[Opening MATERIALS PROVIDED section]

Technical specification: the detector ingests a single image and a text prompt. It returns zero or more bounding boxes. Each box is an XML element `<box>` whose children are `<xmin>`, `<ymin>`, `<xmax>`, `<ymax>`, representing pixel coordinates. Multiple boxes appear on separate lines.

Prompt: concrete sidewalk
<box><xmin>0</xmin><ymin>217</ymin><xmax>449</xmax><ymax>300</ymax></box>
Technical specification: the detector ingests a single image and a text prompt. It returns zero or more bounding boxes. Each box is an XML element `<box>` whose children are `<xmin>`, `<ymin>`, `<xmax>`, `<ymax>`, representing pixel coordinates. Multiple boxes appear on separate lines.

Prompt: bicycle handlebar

[Closing MATERIALS PROVIDED section]

## DESCRIPTION OF THE TASK
Please output the complete data exactly.

## TASK RESULT
Technical specification: the detector ingests a single image and a text prompt. It returns zero or more bounding boxes. Each box is an XML element `<box>` whose children are `<xmin>`, `<ymin>`, `<xmax>`, `<ymax>`, representing pixel coordinates. Multiple boxes appear on separate lines.

Prompt: concrete sidewalk
<box><xmin>0</xmin><ymin>217</ymin><xmax>449</xmax><ymax>300</ymax></box>
Technical specification: the detector ingests a single image and a text prompt. It returns zero or more bounding boxes. Each box is an XML element `<box>` whose children are `<xmin>`, `<ymin>`, `<xmax>`, `<ymax>`, representing pixel coordinates. Multiple boxes appear on separate lines.

Prompt: bicycle handlebar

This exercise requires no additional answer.